• _PASSAGE TO READ_
--- START ---

Weekly · Public · Prepared from public sources

Weekly Briefs

Saturday, 11 July 2026

Singapore & Regional Brief

Week of 5 to 11 Jul 2026 · Edition 04

A weekly snapshot of Singapore, regional and global developments worth knowing.

Key takeaway
  • Singapore had a strong week for energy security. It signed twenty six cooperation agreements with Indonesia, including cross border electricity trade, and oil eased back below about US$76, so the pressure on imported prices stays low.
  • Malaysia votes in Johor on 11 July with a clear win widely expected for the incumbent bloc, and the cross border rail link and joint economic zone are not in dispute, so continuity is the base case for anyone who crosses the Causeway.
  • The regional haze picture keeps building toward a late year peak, with fires and hotspots well up on last year, even though the air here is still clean today.
  • Indonesia is widening its partners, signing a defence deal with India while it holds interest rates steady, so Jakarta is keeping its options open rather than absorbing shocks.

The main shift this week is that Gulf tension hardened rather than eased. The ceasefire around the Strait of Hormuz, already broken in early July, deepened further on 9 July when United States forces struck a second time and Iran's Revolutionary Guard hit a United States base in Jordan, prompting talk of a blockade. Even so, oil eased to about US$76.80 a barrel by 10 July as the United States and Iran signalled they would keep talking, so the pressure on prices here stays contained. Singapore held its position through the exchange with no fresh statement, and its growth outlook stays positive but moderating ahead of the 14 July estimate. Around the region, Malaysia votes in Johor today with a landslide widely expected, a new Thailand-Malaysia border crossing opened, the haze alert keeps firming, and Indonesia widened its partners with India while pressing ahead with its free-meals graft case.

Singapore

Watch

Singapore holds its line as the Gulf standoff hardens again

The Strait of Hormuz ceasefire, already broken in early July, escalated further on 9 July when United States forces carried out a second round of strikes and Iran's Revolutionary Guard struck a United States base in Jordan. The United States president declared the ceasefire over for a second time and raised the possibility of a blockade. Singapore issued no fresh statement and holds its long-standing position that passage through the strait is a right, not a privilege, and that it will not negotiate over tolls. Oil still eased to about US$76.80 a barrel by 10 July as both sides signalled they would keep talking, so pressure on prices here stays contained for now.

CNN · Ministry of Foreign Affairs · Trading Economics (Brent)

Growth stays on a positive but moderating track

The advance estimate for second-quarter growth is due on 14 July. One bank, DBS, forecasts growth of about 5.8 per cent from a year earlier, easing from 6.0 per cent in the first quarter, while the official 2026 forecast stays at 2.0 to 4.0 per cent. The picture stays positive but moderating, with no policy move expected before October.

--- END ---

• _RECORDS_
--- START ---

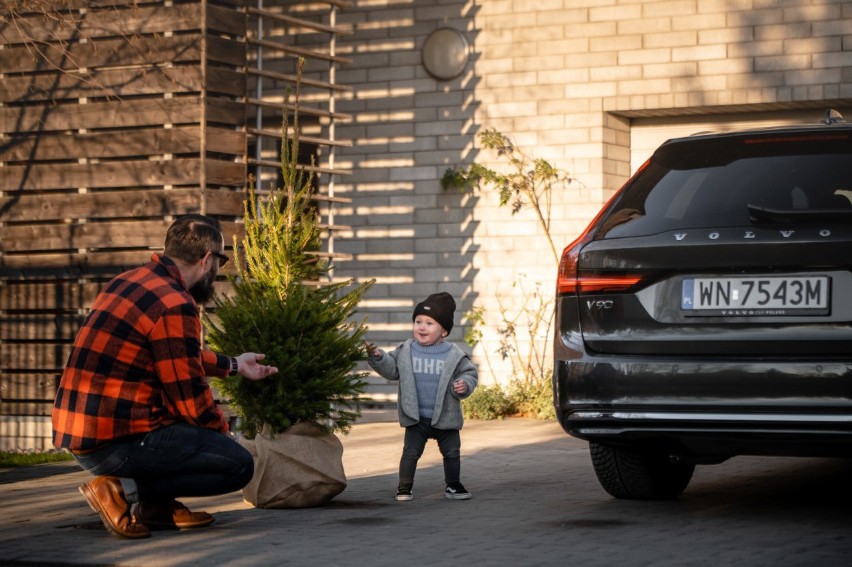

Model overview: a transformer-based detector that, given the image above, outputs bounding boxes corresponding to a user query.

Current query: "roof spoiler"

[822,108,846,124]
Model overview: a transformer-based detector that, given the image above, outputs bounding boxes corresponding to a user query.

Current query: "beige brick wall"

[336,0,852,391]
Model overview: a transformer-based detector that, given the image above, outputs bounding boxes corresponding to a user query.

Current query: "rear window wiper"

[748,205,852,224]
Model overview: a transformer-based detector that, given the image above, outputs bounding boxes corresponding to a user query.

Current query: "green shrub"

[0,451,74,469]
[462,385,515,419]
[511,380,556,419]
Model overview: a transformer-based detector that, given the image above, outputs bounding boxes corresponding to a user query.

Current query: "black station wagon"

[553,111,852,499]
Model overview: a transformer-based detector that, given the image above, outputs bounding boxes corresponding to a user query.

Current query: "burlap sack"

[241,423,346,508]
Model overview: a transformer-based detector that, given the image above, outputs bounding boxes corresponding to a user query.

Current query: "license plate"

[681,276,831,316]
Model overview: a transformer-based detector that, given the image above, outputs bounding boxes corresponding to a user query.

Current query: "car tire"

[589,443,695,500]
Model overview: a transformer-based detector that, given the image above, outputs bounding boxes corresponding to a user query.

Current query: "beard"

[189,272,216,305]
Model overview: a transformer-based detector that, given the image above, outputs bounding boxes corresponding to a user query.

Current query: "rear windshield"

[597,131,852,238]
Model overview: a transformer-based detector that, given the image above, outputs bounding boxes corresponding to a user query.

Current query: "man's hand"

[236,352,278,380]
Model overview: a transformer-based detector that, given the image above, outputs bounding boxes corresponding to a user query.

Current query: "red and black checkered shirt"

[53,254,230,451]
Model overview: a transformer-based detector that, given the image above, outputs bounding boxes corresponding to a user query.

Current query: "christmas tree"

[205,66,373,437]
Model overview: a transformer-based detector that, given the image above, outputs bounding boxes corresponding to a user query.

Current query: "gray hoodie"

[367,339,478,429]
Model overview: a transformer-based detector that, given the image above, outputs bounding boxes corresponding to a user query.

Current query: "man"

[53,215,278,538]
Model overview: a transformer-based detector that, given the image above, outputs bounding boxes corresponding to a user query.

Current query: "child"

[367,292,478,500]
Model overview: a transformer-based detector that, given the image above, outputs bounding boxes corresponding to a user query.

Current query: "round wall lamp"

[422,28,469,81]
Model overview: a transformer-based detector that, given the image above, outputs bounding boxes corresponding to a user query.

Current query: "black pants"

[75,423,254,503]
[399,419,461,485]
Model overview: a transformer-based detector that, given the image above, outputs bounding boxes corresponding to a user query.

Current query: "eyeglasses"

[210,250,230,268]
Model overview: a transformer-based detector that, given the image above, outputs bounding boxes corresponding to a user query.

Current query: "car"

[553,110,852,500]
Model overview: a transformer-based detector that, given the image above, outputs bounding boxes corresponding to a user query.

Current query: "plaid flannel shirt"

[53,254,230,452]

--- END ---
--- START ---

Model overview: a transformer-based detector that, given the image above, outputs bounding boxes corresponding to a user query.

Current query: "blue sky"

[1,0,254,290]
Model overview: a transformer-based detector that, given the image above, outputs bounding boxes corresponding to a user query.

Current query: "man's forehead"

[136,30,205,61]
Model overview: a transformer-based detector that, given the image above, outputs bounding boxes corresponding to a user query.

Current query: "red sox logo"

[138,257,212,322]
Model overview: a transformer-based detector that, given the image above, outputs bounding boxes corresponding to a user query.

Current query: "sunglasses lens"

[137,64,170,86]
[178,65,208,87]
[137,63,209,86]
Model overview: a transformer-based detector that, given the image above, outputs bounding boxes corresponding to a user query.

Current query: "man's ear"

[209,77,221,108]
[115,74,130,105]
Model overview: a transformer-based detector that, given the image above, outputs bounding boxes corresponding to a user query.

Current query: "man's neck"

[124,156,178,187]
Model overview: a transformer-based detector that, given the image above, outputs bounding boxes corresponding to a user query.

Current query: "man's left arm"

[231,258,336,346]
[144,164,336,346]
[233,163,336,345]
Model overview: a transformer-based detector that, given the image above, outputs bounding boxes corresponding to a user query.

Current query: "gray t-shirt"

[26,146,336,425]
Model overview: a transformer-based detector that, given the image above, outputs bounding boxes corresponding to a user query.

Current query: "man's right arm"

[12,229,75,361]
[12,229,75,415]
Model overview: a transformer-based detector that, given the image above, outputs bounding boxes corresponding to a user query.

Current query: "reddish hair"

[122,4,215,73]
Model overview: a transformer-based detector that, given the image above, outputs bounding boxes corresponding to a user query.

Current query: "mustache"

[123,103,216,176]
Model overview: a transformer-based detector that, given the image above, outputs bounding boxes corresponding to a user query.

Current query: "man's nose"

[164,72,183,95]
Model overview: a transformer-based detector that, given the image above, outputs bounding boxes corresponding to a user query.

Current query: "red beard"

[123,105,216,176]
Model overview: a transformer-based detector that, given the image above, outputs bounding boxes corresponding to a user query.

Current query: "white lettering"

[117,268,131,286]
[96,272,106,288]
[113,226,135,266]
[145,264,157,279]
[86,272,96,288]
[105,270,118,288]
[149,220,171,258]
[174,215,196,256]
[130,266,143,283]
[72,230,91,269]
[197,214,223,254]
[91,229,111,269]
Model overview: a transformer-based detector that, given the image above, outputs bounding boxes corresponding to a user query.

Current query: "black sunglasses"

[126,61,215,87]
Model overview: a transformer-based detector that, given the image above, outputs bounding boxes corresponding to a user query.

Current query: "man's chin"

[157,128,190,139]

--- END ---
--- START ---

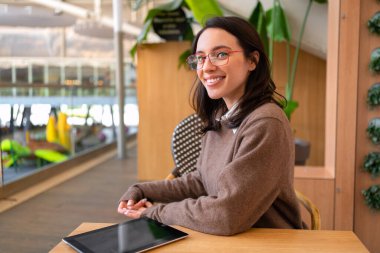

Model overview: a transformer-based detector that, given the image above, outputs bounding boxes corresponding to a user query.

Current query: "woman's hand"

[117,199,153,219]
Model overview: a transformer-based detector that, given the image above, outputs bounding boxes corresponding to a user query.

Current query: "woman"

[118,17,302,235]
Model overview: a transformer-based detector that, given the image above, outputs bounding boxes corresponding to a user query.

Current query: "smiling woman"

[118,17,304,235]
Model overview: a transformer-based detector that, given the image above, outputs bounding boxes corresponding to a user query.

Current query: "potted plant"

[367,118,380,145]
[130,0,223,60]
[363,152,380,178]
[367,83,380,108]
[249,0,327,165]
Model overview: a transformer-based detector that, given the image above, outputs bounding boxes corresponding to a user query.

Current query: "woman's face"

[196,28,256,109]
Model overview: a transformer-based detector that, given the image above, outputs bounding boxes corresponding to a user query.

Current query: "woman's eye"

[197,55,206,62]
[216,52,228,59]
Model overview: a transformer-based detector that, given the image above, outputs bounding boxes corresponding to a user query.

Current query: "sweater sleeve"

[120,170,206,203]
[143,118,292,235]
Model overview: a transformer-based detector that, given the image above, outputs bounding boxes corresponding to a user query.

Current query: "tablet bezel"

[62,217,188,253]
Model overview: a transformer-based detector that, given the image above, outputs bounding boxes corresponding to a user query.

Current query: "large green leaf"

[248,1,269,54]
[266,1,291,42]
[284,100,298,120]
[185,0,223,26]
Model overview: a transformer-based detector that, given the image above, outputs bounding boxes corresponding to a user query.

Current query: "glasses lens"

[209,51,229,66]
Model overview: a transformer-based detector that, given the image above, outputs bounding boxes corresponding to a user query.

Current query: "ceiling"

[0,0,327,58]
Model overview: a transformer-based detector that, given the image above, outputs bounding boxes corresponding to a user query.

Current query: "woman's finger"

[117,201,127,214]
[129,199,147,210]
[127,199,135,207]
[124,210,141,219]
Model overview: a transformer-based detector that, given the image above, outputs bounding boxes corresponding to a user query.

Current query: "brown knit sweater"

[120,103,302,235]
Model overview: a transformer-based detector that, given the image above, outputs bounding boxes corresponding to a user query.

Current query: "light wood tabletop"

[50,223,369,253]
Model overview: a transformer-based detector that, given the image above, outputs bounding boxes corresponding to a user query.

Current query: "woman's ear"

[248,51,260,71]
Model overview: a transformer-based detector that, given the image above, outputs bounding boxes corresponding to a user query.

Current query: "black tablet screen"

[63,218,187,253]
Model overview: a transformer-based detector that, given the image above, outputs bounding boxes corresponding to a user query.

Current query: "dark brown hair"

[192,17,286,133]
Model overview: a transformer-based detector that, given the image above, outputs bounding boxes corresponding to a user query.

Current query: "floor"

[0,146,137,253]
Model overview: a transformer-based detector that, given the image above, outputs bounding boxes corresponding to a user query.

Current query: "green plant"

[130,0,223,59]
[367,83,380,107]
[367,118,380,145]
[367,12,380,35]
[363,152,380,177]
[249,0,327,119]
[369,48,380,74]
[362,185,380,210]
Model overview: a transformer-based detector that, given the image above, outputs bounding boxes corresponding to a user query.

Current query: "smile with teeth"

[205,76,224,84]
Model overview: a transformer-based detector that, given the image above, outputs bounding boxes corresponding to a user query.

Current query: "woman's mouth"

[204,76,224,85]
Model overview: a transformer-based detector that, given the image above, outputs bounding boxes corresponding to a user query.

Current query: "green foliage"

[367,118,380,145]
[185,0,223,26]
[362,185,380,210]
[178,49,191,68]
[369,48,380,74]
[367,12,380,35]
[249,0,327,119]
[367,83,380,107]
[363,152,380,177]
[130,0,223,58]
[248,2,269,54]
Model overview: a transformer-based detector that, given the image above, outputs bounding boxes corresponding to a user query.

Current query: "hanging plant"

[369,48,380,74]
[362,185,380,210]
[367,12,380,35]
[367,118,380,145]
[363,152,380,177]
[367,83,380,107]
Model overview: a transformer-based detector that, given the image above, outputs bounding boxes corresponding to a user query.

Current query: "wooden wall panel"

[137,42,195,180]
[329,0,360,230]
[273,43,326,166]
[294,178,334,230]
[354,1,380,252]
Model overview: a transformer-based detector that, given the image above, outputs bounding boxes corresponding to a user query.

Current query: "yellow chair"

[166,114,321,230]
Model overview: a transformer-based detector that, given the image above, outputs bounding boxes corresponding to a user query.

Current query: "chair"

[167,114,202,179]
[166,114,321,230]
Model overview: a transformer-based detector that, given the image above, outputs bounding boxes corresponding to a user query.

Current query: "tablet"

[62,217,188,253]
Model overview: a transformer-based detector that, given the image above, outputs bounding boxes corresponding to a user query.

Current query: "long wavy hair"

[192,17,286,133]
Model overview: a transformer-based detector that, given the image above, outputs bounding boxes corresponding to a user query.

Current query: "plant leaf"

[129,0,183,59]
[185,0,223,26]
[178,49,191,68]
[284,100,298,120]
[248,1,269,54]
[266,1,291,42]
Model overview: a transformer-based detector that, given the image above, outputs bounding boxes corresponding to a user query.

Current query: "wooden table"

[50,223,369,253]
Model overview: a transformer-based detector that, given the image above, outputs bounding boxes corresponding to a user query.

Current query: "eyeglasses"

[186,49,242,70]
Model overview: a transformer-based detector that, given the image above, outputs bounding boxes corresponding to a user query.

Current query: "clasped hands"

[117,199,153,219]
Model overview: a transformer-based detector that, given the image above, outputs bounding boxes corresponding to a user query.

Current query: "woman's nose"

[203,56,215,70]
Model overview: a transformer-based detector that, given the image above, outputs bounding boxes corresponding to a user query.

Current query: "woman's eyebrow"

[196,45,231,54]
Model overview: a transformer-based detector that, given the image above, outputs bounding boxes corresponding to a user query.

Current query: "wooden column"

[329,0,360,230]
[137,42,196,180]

--- END ---

• _ABOUT THIS TASK_
List the sources credited beneath the Singapore & Regional Brief's item on the Gulf standoff. Rely solely on the text when responding.

• _ANSWER SECTION_
- CNN
- Ministry of Foreign Affairs
- Trading Economics (Brent)